Task prompt: Count the lines in the records below that contain the string "head". Reply with the number alone.

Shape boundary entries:

☆ ☆ ☆ ☆ ☆

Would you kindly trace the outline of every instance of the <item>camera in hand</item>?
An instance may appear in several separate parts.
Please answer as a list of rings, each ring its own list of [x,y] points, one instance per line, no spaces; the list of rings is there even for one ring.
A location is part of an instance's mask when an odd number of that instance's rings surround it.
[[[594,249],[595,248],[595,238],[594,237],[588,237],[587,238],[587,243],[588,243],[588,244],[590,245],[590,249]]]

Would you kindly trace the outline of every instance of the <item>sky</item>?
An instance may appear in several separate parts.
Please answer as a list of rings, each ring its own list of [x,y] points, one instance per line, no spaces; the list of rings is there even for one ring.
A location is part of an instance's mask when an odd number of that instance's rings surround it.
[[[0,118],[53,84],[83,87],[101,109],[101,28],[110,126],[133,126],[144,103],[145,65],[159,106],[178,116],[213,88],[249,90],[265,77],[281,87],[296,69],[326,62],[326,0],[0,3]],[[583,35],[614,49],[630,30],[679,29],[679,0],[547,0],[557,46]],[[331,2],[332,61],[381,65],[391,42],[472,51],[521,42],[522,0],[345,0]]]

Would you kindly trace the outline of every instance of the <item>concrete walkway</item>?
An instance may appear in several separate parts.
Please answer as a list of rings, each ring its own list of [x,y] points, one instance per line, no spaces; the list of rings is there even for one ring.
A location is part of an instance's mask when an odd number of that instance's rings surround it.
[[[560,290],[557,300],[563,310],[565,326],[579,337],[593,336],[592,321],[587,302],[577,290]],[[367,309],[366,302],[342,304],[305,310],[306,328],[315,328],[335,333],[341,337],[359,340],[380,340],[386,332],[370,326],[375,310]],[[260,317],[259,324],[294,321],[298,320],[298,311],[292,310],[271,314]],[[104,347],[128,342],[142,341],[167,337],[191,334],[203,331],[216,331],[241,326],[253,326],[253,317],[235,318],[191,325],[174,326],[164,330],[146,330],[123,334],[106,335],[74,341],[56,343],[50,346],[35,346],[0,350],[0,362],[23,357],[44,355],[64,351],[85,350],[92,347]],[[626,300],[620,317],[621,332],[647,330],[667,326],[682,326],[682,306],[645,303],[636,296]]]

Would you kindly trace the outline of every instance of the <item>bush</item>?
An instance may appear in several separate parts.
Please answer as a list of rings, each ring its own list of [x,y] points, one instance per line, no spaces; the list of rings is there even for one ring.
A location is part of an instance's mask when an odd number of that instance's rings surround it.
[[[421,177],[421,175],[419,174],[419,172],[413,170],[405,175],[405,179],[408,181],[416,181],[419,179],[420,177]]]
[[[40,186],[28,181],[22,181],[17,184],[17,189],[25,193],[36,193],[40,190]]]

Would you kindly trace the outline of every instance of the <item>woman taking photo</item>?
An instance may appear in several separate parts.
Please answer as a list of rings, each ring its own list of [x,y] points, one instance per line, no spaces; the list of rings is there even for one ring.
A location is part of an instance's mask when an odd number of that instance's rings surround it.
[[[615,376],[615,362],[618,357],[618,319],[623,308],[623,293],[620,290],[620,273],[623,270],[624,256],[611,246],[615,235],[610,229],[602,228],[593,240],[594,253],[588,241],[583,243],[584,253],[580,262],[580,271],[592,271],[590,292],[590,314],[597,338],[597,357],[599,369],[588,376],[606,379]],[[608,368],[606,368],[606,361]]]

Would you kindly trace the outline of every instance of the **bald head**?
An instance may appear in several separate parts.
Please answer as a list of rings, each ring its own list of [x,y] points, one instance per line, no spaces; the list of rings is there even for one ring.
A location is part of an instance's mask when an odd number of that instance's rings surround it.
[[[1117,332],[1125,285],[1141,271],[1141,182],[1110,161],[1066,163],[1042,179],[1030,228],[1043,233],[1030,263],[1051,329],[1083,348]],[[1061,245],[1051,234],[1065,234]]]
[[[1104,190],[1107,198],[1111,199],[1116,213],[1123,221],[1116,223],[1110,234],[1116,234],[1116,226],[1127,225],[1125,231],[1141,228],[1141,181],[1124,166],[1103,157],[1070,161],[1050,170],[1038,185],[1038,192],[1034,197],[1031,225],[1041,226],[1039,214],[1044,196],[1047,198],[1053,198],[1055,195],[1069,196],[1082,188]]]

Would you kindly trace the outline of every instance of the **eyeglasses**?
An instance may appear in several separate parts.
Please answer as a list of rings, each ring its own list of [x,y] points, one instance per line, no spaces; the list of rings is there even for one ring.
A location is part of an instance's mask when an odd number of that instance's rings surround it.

☆ ☆ ☆ ☆ ☆

Correct answer: 1